**Trecho selecionado**
☆ ☆ ☆

ISA – O próprio governo brasileiro admite que de povos indígenas e tradicionais não foram consultados adequadamente na formulação do projeto. Além disso, o texto em tramitação relativiza o conceito de “consentimento livre, prévio e informado” (saiba mais no box no final do texto). Isso também contraria a CDB e o protocolo?

BD - Sem dúvida. Esse é um dos pilares das regras estabelecidas pela CDB e o protocolo.

ISA – Podemos dizer, então, que tanto o processo para formulação do projeto quanto os termos colocados em seu texto para definir o consentimento prévio contradizem a CDB?

BD - Não vou comentar com relação aos procedimentos adotados pelo Brasil porque não tenho informação suficiente sobre todas as consultas que foram feitas ou não. É uma questão interna do país. A CDB diz que os países que ratificaram a convenção assumiram o compromisso de respeitar os direitos dos povos indígenas e comunidades locais referentes à sua biodiversidade, recursos genéticos e conhecimentos tradicionais. Essa é uma regra básica da convenção e do protocolo. Se detalhes do que está previsto na lei ferem esses direitos, isso exige uma análise bastante cuidadosa. Uma análise preliminar de minha parte é que, aparentemente, certas isenções previstas podem estar, sim, ferindo direitos de povos indígenas e comunidades locais no Brasil.

☆ ☆ ☆

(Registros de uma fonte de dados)
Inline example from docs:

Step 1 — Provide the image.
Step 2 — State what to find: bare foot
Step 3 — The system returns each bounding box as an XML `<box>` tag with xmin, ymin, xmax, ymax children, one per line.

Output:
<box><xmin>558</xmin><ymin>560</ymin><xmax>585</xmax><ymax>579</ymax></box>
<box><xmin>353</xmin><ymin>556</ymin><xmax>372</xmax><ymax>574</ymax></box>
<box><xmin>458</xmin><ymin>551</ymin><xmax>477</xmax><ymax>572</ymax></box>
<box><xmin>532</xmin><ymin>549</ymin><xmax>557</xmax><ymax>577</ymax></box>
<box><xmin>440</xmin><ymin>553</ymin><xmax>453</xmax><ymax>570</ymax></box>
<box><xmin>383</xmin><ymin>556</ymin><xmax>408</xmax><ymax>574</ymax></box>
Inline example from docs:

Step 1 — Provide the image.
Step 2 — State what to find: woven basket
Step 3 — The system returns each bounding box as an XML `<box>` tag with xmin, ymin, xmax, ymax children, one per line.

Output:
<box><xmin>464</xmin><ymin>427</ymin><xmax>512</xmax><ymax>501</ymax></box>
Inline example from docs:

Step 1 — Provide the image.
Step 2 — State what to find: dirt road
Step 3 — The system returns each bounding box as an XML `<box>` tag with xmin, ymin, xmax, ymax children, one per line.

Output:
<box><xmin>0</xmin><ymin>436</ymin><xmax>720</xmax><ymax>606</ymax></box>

☆ ☆ ☆

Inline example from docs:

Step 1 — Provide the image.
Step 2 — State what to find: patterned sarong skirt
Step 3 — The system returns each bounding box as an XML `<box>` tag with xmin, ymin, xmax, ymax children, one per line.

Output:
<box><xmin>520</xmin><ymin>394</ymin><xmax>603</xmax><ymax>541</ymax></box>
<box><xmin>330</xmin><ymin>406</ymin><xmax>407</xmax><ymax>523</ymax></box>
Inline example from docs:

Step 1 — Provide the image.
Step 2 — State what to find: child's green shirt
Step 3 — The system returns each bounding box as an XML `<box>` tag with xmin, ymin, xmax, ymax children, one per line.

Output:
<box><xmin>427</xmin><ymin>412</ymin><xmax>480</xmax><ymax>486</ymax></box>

☆ ☆ ☆

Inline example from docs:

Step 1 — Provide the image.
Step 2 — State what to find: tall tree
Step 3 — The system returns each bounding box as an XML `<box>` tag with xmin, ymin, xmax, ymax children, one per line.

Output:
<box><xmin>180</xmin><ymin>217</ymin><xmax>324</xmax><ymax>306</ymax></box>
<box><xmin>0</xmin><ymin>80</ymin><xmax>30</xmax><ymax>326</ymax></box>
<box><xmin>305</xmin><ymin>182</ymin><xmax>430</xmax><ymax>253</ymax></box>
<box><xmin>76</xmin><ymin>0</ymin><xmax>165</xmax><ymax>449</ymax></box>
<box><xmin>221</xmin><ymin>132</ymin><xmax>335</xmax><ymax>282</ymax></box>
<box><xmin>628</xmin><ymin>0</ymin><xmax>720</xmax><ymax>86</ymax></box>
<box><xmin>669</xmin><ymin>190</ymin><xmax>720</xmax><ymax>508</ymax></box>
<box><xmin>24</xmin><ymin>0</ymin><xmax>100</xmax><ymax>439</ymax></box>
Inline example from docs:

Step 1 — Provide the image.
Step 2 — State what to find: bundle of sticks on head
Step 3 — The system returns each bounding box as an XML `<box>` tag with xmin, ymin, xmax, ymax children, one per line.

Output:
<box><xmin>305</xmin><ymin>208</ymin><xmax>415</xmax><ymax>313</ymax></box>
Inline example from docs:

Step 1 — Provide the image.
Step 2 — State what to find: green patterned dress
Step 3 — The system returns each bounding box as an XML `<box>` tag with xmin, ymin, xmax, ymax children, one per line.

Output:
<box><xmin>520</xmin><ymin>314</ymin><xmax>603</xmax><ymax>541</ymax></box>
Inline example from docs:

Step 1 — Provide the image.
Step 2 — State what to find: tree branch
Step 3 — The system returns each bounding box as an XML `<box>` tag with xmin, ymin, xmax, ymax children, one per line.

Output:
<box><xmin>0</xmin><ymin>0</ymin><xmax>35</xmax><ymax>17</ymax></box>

☆ ☆ ☆

**Sua vez**
Reproduza o trecho da entrevista começando em "BD - Não vou" e terminando em "locais no Brasil.". As entradas formam um material à parte, independente do trecho da entrevista.

**Sua resposta**
BD - Não vou comentar com relação aos procedimentos adotados pelo Brasil porque não tenho informação suficiente sobre todas as consultas que foram feitas ou não. É uma questão interna do país. A CDB diz que os países que ratificaram a convenção assumiram o compromisso de respeitar os direitos dos povos indígenas e comunidades locais referentes à sua biodiversidade, recursos genéticos e conhecimentos tradicionais. Essa é uma regra básica da convenção e do protocolo. Se detalhes do que está previsto na lei ferem esses direitos, isso exige uma análise bastante cuidadosa. Uma análise preliminar de minha parte é que, aparentemente, certas isenções previstas podem estar, sim, ferindo direitos de povos indígenas e comunidades locais no Brasil.